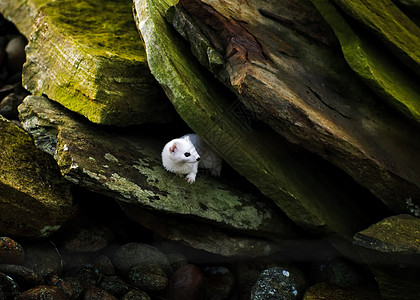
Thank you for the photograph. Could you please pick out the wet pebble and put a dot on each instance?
(114, 285)
(16, 55)
(70, 287)
(176, 260)
(219, 283)
(337, 271)
(11, 252)
(186, 284)
(95, 293)
(326, 290)
(104, 265)
(149, 277)
(9, 289)
(24, 276)
(44, 258)
(279, 283)
(42, 292)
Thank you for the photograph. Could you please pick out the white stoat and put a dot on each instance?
(184, 155)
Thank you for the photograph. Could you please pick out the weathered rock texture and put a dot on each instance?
(35, 200)
(368, 58)
(307, 190)
(283, 63)
(392, 250)
(127, 166)
(87, 55)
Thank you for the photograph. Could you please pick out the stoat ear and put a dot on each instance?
(172, 148)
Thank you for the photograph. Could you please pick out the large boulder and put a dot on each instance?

######

§ Goal of the exercise
Each line from the one containing "texture and put a dot on each instance?" through the final line of the listing above should be returned exactly; return nothing else.

§ Answer space
Thank you for the photograph. Could you please pick out the weathered rock texture and put a dot on each instance?
(35, 200)
(368, 58)
(307, 190)
(283, 63)
(392, 250)
(127, 166)
(87, 55)
Thank you for the photograph. Could you please pick out the stoat ear and put a dot on each instance?
(172, 148)
Thank you for the photograph. Could you please pick out the large boulder and put a dot on each instance?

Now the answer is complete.